■ SUPPLIED DATA ■
*****

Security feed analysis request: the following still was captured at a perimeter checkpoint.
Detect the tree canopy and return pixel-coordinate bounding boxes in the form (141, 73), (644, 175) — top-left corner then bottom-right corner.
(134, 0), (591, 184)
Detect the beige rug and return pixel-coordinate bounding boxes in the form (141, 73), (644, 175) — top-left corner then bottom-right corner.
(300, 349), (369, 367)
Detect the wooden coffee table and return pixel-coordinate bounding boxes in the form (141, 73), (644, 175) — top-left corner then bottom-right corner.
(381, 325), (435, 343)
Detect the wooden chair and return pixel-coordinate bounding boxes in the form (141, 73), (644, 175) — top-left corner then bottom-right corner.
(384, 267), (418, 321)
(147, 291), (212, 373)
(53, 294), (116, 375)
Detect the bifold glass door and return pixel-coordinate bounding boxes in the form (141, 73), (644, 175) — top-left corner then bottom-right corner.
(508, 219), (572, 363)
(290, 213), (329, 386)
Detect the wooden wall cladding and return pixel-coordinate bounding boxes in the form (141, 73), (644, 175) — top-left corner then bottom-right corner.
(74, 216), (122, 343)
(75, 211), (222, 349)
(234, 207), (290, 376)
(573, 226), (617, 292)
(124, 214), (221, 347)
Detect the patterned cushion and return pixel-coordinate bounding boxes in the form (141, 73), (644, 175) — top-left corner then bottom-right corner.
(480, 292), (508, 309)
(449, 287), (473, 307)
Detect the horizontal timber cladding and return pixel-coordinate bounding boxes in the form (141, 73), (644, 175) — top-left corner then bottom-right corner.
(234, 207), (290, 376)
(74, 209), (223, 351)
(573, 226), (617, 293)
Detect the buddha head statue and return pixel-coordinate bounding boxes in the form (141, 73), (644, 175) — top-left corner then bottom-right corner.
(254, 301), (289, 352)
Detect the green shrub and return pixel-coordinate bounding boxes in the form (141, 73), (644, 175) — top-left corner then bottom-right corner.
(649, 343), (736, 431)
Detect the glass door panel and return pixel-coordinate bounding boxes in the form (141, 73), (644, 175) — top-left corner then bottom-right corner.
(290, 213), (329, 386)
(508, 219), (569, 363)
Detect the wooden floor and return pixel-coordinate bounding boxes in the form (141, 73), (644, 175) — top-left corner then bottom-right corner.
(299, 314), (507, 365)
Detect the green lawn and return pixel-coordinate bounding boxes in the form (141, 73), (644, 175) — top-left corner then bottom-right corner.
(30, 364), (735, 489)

*****

■ WHAT TO DO ■
The answer should consist solely of the lines from the one that contains "Detect the buddha" through the end of the material above, copied exactly.

■ ANSWER BELOW ■
Detect the buddha head statue and return pixel-coordinate bounding boxes in the form (141, 73), (644, 175) — top-left corner then bottom-right corner.
(254, 301), (289, 352)
Detect the green shrub and return pixel-coordinate bounding boxes in the form (141, 73), (644, 175) — top-left corner then bottom-right corner.
(649, 343), (736, 431)
Detect the glass door panel and return pixel-coordinate bounding boxes in the form (141, 73), (644, 175) — top-left corner then bottom-right corner.
(290, 213), (329, 386)
(508, 219), (569, 363)
Detect the wooden floor and return pixel-coordinate bounding boxes in the form (141, 73), (644, 175) — top-left corner then bottom-right corner.
(299, 314), (507, 365)
Detect the green lawn and return pixel-coordinate bounding boxes in the form (141, 73), (644, 175) — top-left corner then bottom-right corner.
(30, 364), (735, 489)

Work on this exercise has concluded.